GIVEN TASK
Reproduce the records below verbatim, line for line.

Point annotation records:
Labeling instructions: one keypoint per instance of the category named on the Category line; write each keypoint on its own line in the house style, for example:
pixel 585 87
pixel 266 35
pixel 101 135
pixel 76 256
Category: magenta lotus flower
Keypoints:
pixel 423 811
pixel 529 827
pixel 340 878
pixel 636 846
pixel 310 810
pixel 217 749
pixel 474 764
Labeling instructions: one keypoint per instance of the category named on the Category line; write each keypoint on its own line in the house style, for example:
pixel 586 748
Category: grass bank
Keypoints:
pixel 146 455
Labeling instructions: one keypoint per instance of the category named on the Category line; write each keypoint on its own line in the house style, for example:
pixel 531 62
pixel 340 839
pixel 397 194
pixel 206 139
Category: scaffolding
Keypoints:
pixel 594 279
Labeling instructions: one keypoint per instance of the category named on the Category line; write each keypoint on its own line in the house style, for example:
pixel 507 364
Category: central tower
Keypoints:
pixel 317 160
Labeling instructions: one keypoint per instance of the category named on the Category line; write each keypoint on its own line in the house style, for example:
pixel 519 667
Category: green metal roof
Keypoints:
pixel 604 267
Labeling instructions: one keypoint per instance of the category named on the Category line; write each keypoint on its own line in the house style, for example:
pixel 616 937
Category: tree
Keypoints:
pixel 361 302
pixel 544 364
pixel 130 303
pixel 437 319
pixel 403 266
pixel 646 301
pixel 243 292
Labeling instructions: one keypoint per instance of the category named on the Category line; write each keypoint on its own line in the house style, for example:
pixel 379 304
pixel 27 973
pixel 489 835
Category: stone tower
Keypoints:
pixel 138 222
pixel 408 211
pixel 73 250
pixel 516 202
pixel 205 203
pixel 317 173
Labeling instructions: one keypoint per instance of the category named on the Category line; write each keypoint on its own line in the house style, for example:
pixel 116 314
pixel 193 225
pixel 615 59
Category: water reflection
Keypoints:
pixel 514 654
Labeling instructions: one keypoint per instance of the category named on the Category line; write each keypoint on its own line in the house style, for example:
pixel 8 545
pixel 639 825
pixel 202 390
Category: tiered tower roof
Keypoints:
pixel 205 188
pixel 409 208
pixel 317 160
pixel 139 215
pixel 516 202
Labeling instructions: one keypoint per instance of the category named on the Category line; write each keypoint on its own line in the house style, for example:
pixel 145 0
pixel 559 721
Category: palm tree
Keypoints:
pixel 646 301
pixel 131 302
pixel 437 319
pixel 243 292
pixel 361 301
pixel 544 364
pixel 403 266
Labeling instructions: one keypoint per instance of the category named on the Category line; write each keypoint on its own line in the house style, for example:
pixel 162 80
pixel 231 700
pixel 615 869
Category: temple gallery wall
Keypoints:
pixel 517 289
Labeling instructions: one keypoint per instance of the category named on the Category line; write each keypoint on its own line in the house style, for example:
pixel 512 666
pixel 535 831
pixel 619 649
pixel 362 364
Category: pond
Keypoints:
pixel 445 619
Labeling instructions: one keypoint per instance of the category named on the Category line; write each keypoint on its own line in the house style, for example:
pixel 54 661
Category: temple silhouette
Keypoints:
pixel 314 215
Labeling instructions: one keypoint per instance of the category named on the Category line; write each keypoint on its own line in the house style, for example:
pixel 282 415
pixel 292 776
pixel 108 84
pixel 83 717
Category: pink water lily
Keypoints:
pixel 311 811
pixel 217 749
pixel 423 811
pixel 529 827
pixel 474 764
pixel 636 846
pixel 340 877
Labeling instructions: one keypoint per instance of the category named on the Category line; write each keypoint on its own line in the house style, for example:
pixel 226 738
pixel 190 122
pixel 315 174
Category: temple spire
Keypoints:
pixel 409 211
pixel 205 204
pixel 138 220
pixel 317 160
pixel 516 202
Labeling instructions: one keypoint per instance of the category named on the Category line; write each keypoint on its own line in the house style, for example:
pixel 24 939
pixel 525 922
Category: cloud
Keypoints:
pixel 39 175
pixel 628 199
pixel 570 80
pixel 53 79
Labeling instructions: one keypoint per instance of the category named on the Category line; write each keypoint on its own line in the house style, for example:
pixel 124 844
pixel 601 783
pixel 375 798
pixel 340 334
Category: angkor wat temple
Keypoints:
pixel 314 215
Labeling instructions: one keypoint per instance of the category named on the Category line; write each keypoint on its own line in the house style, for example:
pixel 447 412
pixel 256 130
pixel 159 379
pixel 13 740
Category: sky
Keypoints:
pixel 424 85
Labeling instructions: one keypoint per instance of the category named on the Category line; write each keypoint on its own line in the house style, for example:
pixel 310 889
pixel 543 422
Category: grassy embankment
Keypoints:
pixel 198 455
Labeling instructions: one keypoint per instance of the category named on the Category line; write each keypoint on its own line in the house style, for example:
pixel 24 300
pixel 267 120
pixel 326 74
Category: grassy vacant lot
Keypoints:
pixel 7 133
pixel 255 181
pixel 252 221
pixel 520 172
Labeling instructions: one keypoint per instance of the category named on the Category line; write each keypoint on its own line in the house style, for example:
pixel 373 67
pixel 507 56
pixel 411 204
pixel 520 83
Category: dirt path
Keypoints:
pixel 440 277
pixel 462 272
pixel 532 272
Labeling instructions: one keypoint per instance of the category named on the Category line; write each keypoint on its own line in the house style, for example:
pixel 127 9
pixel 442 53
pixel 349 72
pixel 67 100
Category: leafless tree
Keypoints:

FULL OUTPUT
Labeling instructions: one keypoint per instance of the category named on the Category line; write each keypoint on its own line in the house style, for example:
pixel 585 87
pixel 266 35
pixel 101 135
pixel 76 256
Category: magenta lotus flower
Keypoints:
pixel 423 811
pixel 529 827
pixel 340 878
pixel 636 846
pixel 310 810
pixel 217 749
pixel 474 764
Labeling instructions: one keypoint per instance of the category named on the Category line; write each keypoint on its own line in the house style, for example:
pixel 586 748
Category: grass bank
Keypoints:
pixel 146 455
Labeling instructions: one keypoint per instance of the category named on the Category line; write each keypoint on its own line in the house style, for example:
pixel 531 62
pixel 340 839
pixel 397 194
pixel 206 139
Category: scaffolding
Keypoints:
pixel 594 279
Labeling instructions: one keypoint per instance of the category named on the Category line; write each keypoint on its own line in the house style, for example:
pixel 507 364
Category: central tower
Keypoints:
pixel 317 160
Labeling instructions: one keypoint per instance of the category named on the Category line; write each keypoint on its own line in the house style, for example:
pixel 519 667
Category: green metal roof
Keypoints:
pixel 604 267
Labeling instructions: one keypoint per instance of the category named on the Category line; write each keypoint on its own line in the house style, for example:
pixel 616 937
Category: tree
Keypoints:
pixel 361 302
pixel 544 364
pixel 130 303
pixel 437 319
pixel 403 266
pixel 646 301
pixel 243 292
Labeling instructions: one keypoint per instance of the category named on the Category line; write each keypoint on its own line in the house style, for example:
pixel 379 304
pixel 27 973
pixel 489 835
Category: stone tower
Keypoints:
pixel 138 222
pixel 408 211
pixel 73 250
pixel 516 202
pixel 205 203
pixel 317 173
Labeling instructions: one keypoint per instance of the category named on the Category line; write each keypoint on its own line in the house style, for example:
pixel 116 314
pixel 193 225
pixel 615 59
Category: water reflection
Keypoints:
pixel 514 654
Labeling instructions: one keypoint per instance of the category named on the Category line; write each keypoint on its own line in the house style, for example:
pixel 8 545
pixel 639 825
pixel 202 390
Category: tiered tower roof
Keypoints:
pixel 205 188
pixel 409 208
pixel 317 160
pixel 139 215
pixel 516 202
Labeling instructions: one keypoint per instance of the category named on the Category line; write each keypoint on its own line in the house style, for example:
pixel 145 0
pixel 559 721
Category: palm tree
Keypoints:
pixel 646 301
pixel 131 302
pixel 437 319
pixel 243 292
pixel 361 301
pixel 544 364
pixel 403 266
Labeling instructions: one keypoint per instance of the category named on the Category line; write each keypoint on its own line in the house style, for example:
pixel 162 80
pixel 231 700
pixel 615 869
Category: temple gallery wall
Keypoints:
pixel 517 289
Labeling instructions: one keypoint per instance of the category named on the Category line; write each keypoint on its own line in the house style, for example:
pixel 512 666
pixel 535 831
pixel 619 649
pixel 362 364
Category: pond
Keypoints:
pixel 445 619
Labeling instructions: one keypoint per instance of the category named on the Category line; write each keypoint on its own line in the house style, for example:
pixel 54 661
Category: temple silhouette
Keypoints:
pixel 314 215
Labeling instructions: one keypoint per instance of the category named on the Category line; write each keypoint on its own line in the house style, for example:
pixel 282 415
pixel 292 776
pixel 108 84
pixel 83 717
Category: pink water lily
Keypoints:
pixel 311 811
pixel 217 749
pixel 423 811
pixel 529 827
pixel 474 764
pixel 636 846
pixel 340 877
Labeling instructions: one keypoint per instance of the category named on the Category line; write each keypoint on its own line in the house style, for example:
pixel 226 738
pixel 190 122
pixel 315 174
Category: temple spire
Keypoints:
pixel 409 211
pixel 205 204
pixel 138 220
pixel 317 160
pixel 516 202
Labeling instructions: one keypoint per instance of the category named on the Category line; write each keypoint on its own line in the house style, for example:
pixel 24 939
pixel 525 922
Category: cloud
Keypoints:
pixel 39 175
pixel 628 199
pixel 570 80
pixel 53 79
Labeling instructions: one keypoint per instance of the category named on the Category line; write each keypoint on its own line in the house style, for example:
pixel 124 844
pixel 601 783
pixel 375 798
pixel 340 334
Category: angkor wat temple
Keypoints:
pixel 314 215
Labeling instructions: one keypoint per instance of the category named on the Category line; write each keypoint on its own line in the house style, for example:
pixel 447 412
pixel 256 130
pixel 159 379
pixel 13 740
Category: sky
Keypoints:
pixel 424 85
Labeling instructions: one keypoint per instance of the category named on the Category line; write each keypoint on its own line in the house style, for example:
pixel 310 889
pixel 543 422
Category: grassy embankment
Keypoints:
pixel 198 455
Labeling instructions: one keypoint per instance of the category named on the Category line; write each keypoint on its own line in the house style, for example:
pixel 24 300
pixel 267 120
pixel 326 74
Category: grassy vacant lot
Keypoints:
pixel 7 133
pixel 255 181
pixel 252 221
pixel 520 172
Labeling instructions: one keypoint per instance of the category named on the Category line; write each keypoint on its own line in the house style, for example:
pixel 373 67
pixel 507 56
pixel 411 204
pixel 520 83
Category: dirt path
Keypoints:
pixel 440 277
pixel 462 272
pixel 532 272
Labeling instructions: one keypoint per instance of the category named on the Category line; write each keypoint on its own line in the house style, for example:
pixel 127 9
pixel 442 53
pixel 349 72
pixel 67 100
Category: leafless tree
Keypoints:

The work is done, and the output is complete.